[Segmentation data]
○ ○ ○ ○
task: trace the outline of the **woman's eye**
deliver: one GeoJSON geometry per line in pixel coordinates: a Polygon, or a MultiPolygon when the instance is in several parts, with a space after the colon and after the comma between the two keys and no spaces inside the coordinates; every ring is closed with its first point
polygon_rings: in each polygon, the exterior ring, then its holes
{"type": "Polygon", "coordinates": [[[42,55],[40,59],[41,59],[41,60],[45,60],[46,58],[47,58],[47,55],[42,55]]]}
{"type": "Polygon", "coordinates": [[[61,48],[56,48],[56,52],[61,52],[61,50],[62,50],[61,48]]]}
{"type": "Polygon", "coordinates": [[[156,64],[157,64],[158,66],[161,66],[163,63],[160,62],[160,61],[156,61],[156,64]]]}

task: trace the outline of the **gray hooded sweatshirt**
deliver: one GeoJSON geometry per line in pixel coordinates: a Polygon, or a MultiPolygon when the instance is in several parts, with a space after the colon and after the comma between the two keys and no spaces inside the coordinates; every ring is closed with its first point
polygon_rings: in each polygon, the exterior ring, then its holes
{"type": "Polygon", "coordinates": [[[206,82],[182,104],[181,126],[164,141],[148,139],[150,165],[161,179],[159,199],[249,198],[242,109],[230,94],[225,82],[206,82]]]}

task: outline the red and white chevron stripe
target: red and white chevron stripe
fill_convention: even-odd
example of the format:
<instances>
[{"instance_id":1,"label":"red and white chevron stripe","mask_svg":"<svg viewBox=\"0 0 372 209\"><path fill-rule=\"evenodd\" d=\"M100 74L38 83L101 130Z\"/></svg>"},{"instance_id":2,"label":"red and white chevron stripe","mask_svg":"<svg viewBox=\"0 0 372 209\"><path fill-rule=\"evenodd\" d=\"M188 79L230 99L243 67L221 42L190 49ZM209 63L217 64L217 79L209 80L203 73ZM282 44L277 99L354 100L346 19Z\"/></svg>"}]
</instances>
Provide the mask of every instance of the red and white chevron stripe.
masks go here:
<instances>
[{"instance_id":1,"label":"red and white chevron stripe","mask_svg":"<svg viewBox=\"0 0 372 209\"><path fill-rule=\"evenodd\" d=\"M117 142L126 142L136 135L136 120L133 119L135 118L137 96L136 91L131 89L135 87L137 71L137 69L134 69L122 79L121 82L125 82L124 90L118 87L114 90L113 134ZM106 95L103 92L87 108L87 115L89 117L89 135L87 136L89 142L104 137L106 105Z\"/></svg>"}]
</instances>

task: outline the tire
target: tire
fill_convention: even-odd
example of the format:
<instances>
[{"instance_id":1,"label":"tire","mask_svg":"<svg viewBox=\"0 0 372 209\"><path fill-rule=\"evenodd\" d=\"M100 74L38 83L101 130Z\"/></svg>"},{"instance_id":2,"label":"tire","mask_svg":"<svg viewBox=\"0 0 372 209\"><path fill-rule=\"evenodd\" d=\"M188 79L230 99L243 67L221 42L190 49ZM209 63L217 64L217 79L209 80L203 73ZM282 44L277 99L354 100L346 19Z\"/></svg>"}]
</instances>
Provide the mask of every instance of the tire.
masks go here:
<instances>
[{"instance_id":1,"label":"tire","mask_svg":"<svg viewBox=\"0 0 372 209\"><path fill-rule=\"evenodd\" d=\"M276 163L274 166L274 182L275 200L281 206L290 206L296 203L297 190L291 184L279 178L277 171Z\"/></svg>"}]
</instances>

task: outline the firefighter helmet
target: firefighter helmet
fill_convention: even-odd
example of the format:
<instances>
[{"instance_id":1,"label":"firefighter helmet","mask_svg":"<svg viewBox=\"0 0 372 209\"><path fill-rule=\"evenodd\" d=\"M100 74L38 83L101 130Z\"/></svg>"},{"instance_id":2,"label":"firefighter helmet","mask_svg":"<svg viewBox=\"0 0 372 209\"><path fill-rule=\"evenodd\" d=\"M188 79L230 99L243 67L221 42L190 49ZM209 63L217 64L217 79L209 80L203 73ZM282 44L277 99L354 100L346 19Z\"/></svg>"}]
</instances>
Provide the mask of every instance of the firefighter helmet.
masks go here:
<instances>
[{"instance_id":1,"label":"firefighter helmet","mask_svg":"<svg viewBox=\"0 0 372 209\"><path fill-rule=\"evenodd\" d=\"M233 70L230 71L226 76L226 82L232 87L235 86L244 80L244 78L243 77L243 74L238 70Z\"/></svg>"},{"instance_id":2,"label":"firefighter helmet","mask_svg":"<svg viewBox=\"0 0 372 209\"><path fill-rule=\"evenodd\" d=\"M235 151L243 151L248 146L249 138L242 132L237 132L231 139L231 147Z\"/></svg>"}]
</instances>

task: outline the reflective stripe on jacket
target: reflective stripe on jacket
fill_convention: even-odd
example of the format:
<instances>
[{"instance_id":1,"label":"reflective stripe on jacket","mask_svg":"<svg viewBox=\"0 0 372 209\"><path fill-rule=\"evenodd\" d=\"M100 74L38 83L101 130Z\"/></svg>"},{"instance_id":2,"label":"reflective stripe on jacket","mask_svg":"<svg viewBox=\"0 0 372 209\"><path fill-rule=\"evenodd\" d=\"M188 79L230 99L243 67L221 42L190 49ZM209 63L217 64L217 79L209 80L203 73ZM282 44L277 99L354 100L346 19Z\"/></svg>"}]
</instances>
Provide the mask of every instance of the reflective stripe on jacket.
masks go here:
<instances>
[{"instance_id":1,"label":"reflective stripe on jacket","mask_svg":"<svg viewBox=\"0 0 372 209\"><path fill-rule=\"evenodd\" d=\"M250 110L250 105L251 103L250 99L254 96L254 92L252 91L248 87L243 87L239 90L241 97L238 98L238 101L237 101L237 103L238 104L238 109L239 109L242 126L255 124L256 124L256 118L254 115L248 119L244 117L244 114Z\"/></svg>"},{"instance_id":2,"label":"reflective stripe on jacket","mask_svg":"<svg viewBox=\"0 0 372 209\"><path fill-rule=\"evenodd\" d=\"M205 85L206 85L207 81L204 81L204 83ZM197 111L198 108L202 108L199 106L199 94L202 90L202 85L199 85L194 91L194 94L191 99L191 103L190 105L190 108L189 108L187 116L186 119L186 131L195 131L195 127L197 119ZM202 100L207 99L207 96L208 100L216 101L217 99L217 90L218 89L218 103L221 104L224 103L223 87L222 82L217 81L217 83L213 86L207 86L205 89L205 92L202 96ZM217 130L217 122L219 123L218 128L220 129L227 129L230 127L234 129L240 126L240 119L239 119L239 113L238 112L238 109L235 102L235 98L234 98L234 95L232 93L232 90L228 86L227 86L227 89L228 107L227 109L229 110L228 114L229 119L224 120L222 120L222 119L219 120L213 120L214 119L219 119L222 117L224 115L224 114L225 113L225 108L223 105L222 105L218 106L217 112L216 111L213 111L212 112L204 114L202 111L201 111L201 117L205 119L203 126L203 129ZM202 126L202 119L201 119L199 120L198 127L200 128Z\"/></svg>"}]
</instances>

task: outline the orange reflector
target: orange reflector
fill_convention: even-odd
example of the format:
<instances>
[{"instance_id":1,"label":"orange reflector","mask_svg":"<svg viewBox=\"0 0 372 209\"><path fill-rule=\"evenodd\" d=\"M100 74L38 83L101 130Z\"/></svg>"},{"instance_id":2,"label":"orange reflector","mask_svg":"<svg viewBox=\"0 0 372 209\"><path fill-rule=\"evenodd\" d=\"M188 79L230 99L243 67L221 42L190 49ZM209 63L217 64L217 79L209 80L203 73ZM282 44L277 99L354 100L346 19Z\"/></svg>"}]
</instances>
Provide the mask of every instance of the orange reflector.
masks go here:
○ ○ ○ ○
=== Exercise instructions ===
Render every one of the lines above as a Markdown table with the columns Row and Line, numbering each row and leaving out blank lines.

=== The result ===
| Row | Line |
|---|---|
| 1 | task: trace the outline of the **woman's eye** |
| 2 | deliver: one GeoJSON geometry per line in pixel coordinates: a Polygon, or a MultiPolygon when the instance is in several parts, with a space after the colon and after the comma between the two keys and no spaces inside the coordinates; every ring is closed with its first point |
| 3 | polygon_rings: in each polygon, the exterior ring, then its holes |
| 4 | {"type": "Polygon", "coordinates": [[[42,55],[40,59],[41,59],[41,60],[45,60],[46,58],[47,58],[47,55],[42,55]]]} |
| 5 | {"type": "Polygon", "coordinates": [[[61,48],[56,48],[56,52],[61,52],[61,50],[62,50],[61,48]]]} |
| 6 | {"type": "Polygon", "coordinates": [[[156,64],[157,64],[158,66],[161,66],[163,63],[160,62],[160,61],[156,61],[156,64]]]} |
| 7 | task: trace the outline of the **gray hooded sweatshirt** |
| 8 | deliver: one GeoJSON geometry per line in pixel coordinates: a Polygon, or a MultiPolygon when the instance is in several parts, with a space after the colon and after the comma between the two keys and no spaces inside the coordinates; every ring is closed with its first point |
| 9 | polygon_rings: in each polygon, the exterior ring, then its holes |
| 10 | {"type": "Polygon", "coordinates": [[[206,82],[182,104],[181,126],[164,141],[148,139],[150,165],[161,179],[159,199],[249,198],[242,109],[230,94],[225,82],[206,82]]]} |
| 11 | task: outline the red and white chevron stripe |
| 12 | target: red and white chevron stripe |
| 13 | fill_convention: even-odd |
| 14 | example of the format: |
| 15 | <instances> |
| 16 | [{"instance_id":1,"label":"red and white chevron stripe","mask_svg":"<svg viewBox=\"0 0 372 209\"><path fill-rule=\"evenodd\" d=\"M100 74L38 83L101 130Z\"/></svg>"},{"instance_id":2,"label":"red and white chevron stripe","mask_svg":"<svg viewBox=\"0 0 372 209\"><path fill-rule=\"evenodd\" d=\"M188 79L230 99L243 67L221 42L190 49ZM209 63L217 64L217 79L209 80L203 73ZM282 44L277 99L354 100L346 19Z\"/></svg>"}] |
| 17 | </instances> |
| 18 | Provide the mask of every instance of the red and white chevron stripe. |
| 19 | masks go here: |
| 20 | <instances> |
| 21 | [{"instance_id":1,"label":"red and white chevron stripe","mask_svg":"<svg viewBox=\"0 0 372 209\"><path fill-rule=\"evenodd\" d=\"M117 142L126 142L136 135L136 120L133 119L135 118L137 96L136 91L131 89L135 87L137 71L137 69L134 69L122 79L121 82L125 82L124 90L118 87L114 90L113 134ZM106 95L103 92L87 108L87 115L89 117L89 135L87 136L89 142L104 137L106 105Z\"/></svg>"}] |
| 22 | </instances> |
| 23 | task: outline the tire |
| 24 | target: tire |
| 25 | fill_convention: even-odd |
| 26 | example of the format: |
| 27 | <instances> |
| 28 | [{"instance_id":1,"label":"tire","mask_svg":"<svg viewBox=\"0 0 372 209\"><path fill-rule=\"evenodd\" d=\"M100 74L38 83L101 130Z\"/></svg>"},{"instance_id":2,"label":"tire","mask_svg":"<svg viewBox=\"0 0 372 209\"><path fill-rule=\"evenodd\" d=\"M188 79L230 99L243 67L221 42L190 49ZM209 63L217 64L217 79L209 80L203 73ZM282 44L277 99L354 100L346 19Z\"/></svg>"}] |
| 29 | </instances> |
| 30 | Provide the mask of every instance of the tire. |
| 31 | masks go here: |
| 32 | <instances> |
| 33 | [{"instance_id":1,"label":"tire","mask_svg":"<svg viewBox=\"0 0 372 209\"><path fill-rule=\"evenodd\" d=\"M276 163L274 166L274 182L275 200L281 206L290 206L296 203L297 190L291 184L279 178L277 171Z\"/></svg>"}] |
| 34 | </instances> |
| 35 | task: outline the firefighter helmet |
| 36 | target: firefighter helmet |
| 37 | fill_convention: even-odd |
| 38 | example of the format: |
| 39 | <instances> |
| 40 | [{"instance_id":1,"label":"firefighter helmet","mask_svg":"<svg viewBox=\"0 0 372 209\"><path fill-rule=\"evenodd\" d=\"M100 74L38 83L101 130Z\"/></svg>"},{"instance_id":2,"label":"firefighter helmet","mask_svg":"<svg viewBox=\"0 0 372 209\"><path fill-rule=\"evenodd\" d=\"M188 79L230 99L243 67L221 42L190 49ZM209 63L217 64L217 79L209 80L203 73ZM282 44L277 99L354 100L346 19Z\"/></svg>"}] |
| 41 | </instances> |
| 42 | Provide the mask of every instance of the firefighter helmet. |
| 43 | masks go here: |
| 44 | <instances> |
| 45 | [{"instance_id":1,"label":"firefighter helmet","mask_svg":"<svg viewBox=\"0 0 372 209\"><path fill-rule=\"evenodd\" d=\"M233 70L230 71L226 76L226 82L232 87L235 86L244 80L244 78L243 77L243 74L238 70Z\"/></svg>"},{"instance_id":2,"label":"firefighter helmet","mask_svg":"<svg viewBox=\"0 0 372 209\"><path fill-rule=\"evenodd\" d=\"M235 151L243 151L248 146L249 138L242 132L237 132L231 139L231 147Z\"/></svg>"}] |
| 46 | </instances> |
| 47 | task: outline the reflective stripe on jacket |
| 48 | target: reflective stripe on jacket |
| 49 | fill_convention: even-odd |
| 50 | example of the format: |
| 51 | <instances> |
| 52 | [{"instance_id":1,"label":"reflective stripe on jacket","mask_svg":"<svg viewBox=\"0 0 372 209\"><path fill-rule=\"evenodd\" d=\"M100 74L38 83L101 130Z\"/></svg>"},{"instance_id":2,"label":"reflective stripe on jacket","mask_svg":"<svg viewBox=\"0 0 372 209\"><path fill-rule=\"evenodd\" d=\"M188 79L230 99L243 67L221 42L190 49ZM209 63L217 64L217 79L209 80L203 73ZM282 44L277 99L354 100L346 19Z\"/></svg>"}] |
| 53 | </instances> |
| 54 | Provide the mask of every instance of the reflective stripe on jacket. |
| 55 | masks go here: |
| 56 | <instances> |
| 57 | [{"instance_id":1,"label":"reflective stripe on jacket","mask_svg":"<svg viewBox=\"0 0 372 209\"><path fill-rule=\"evenodd\" d=\"M250 110L250 105L251 103L250 99L254 96L254 92L252 91L248 87L243 87L239 90L241 97L238 98L238 101L237 101L237 103L238 104L238 109L239 109L242 126L255 124L256 124L256 118L254 115L248 119L244 117L244 114Z\"/></svg>"},{"instance_id":2,"label":"reflective stripe on jacket","mask_svg":"<svg viewBox=\"0 0 372 209\"><path fill-rule=\"evenodd\" d=\"M205 85L206 85L207 81L204 81L204 83ZM197 111L198 108L202 108L199 106L199 94L202 90L202 85L199 85L194 91L194 94L191 99L191 103L190 105L190 108L189 108L187 116L186 119L186 131L195 131L195 127L197 119ZM202 100L207 99L207 96L208 100L216 101L217 99L217 90L218 89L218 103L221 104L224 103L223 87L222 82L217 81L217 83L213 86L207 86L205 89L205 92L202 96ZM217 130L217 122L219 123L218 128L220 129L227 129L230 127L234 129L240 126L240 119L239 119L239 113L238 112L238 109L235 102L235 98L234 98L234 95L232 93L232 90L228 86L227 86L227 89L228 107L227 109L229 110L228 114L229 119L224 120L222 120L222 119L219 120L213 120L214 119L219 119L222 117L224 115L224 114L225 113L225 108L223 105L222 105L218 106L217 112L216 111L213 111L212 112L204 114L202 111L201 111L201 117L205 119L203 126L203 129ZM202 126L202 119L201 119L199 120L198 127L200 128Z\"/></svg>"}] |
| 58 | </instances> |
| 59 | task: outline the orange reflector |
| 60 | target: orange reflector |
| 61 | fill_convention: even-odd |
| 62 | example of the format: |
| 63 | <instances> |
| 64 | [{"instance_id":1,"label":"orange reflector","mask_svg":"<svg viewBox=\"0 0 372 209\"><path fill-rule=\"evenodd\" d=\"M100 74L38 83L101 130Z\"/></svg>"},{"instance_id":2,"label":"orange reflector","mask_svg":"<svg viewBox=\"0 0 372 209\"><path fill-rule=\"evenodd\" d=\"M188 79L230 99L243 67L221 42L190 49ZM209 63L217 64L217 79L209 80L203 73ZM282 44L277 99L354 100L346 19Z\"/></svg>"}] |
| 65 | </instances> |
| 66 | Provide the mask of every instance of the orange reflector. |
| 67 | masks go here: |